Text for analysis Start Marker

Nurses General Nursing
Published May 23, 2014
How much do you get for charge pay at the hospital in which you are employed?
RunBabyRN
3,677 Posts
Our unit (and I'm sure hospital) does a 5% differential, and you may or may not have patients, depending on the census.
Dazglue, ADN, BSN, MSN, RN
380 Posts
Nothing. Along with a full patient load as well. The only things I get extra are a headache and stress due to having to be the charge nurse whether I want to or not.
Blandini7
14 Posts
I think that this is an issue that nurses should consider changing. What other profession would permit this?
aortas
50 Posts
Extra headache, no extra money, more responsibility, and a unit to myself (or two) if short! :)
And I am a LPN and often am the charge over longer employed LPNs, and RNs. Just sayin. Is anyone else in this boat?

Text for analysis End Marker
Data under study Start Marker

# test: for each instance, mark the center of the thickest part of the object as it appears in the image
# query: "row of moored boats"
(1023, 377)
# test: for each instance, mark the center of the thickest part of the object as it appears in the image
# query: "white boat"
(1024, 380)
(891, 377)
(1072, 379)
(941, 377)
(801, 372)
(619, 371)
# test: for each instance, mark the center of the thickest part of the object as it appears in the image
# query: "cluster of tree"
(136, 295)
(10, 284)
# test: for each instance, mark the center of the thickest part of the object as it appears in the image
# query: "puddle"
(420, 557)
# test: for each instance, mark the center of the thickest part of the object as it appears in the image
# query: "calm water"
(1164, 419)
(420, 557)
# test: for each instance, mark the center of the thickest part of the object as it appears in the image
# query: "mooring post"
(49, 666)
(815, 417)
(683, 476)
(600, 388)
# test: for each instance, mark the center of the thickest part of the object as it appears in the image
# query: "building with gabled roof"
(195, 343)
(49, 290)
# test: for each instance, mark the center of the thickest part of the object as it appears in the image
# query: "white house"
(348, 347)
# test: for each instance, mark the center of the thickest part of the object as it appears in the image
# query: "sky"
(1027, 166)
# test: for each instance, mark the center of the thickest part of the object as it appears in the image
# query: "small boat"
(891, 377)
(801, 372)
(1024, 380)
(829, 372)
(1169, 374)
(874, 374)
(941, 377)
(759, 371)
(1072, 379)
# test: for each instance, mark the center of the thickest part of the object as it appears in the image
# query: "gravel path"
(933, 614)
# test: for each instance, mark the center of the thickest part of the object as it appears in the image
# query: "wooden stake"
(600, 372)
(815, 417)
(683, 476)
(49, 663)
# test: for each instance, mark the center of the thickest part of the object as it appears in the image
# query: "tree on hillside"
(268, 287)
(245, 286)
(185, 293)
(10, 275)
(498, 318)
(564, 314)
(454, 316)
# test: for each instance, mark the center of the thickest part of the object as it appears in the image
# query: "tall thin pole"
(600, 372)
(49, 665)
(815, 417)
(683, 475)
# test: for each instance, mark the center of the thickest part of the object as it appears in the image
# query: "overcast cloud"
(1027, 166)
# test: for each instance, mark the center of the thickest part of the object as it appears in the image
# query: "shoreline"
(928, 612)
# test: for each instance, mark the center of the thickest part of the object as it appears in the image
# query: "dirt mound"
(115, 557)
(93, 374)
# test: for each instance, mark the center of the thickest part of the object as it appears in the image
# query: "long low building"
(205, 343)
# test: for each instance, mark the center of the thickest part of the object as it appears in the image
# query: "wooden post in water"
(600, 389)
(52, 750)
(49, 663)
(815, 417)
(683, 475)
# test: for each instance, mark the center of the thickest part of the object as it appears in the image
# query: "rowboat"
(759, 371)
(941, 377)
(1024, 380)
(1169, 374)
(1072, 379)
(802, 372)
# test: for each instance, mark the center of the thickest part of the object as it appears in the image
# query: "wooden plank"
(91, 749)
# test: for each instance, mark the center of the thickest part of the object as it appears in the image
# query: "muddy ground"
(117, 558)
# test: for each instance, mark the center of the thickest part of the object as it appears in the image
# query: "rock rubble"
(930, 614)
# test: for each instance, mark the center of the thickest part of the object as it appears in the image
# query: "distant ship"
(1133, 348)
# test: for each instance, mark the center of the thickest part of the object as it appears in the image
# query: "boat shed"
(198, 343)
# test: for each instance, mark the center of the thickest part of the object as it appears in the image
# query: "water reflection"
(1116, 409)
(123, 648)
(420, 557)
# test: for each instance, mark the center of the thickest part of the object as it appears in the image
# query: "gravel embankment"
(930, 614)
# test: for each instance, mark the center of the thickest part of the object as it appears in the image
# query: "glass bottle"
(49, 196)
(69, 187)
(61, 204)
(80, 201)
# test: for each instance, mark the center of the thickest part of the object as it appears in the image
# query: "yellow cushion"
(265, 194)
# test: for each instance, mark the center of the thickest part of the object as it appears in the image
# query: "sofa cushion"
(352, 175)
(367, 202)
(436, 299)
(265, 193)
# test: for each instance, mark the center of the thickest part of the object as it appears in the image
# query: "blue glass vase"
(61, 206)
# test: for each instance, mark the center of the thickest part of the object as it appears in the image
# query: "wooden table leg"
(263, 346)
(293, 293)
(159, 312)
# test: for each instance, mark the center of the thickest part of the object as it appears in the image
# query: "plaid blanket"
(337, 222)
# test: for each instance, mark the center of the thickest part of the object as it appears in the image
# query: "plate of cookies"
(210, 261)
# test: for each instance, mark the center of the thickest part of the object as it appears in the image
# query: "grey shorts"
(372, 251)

Data under study End Marker

* Set of tasks
• a. Answer these questions from the forum thread on charge pay:
(i) What percentage differential does RunBabyRN's unit pay for charge?
(ii) According to Dazglue, what are the only things they get extra?
(iii) What type of nurse does aortas say they are?
• b. Repeat everything in the charge pay thread from "Dazglue, ADN, BSN, MSN, RN" down to "if short! :)".
These rows have nothing to do with the text.

* Solutions
• a.
(i) 5%
(ii) A headache and stress
(iii) An LPN

• b.
Dazglue, ADN, BSN, MSN, RN
380 Posts
Nothing. Along with a full patient load as well. The only things I get extra are a headache and stress due to having to be the charge nurse whether I want to or not.
Blandini7
14 Posts
I think that this is an issue that nurses should consider changing. What other profession would permit this?
aortas
50 Posts
Extra headache, no extra money, more responsibility, and a unit to myself (or two) if short! :)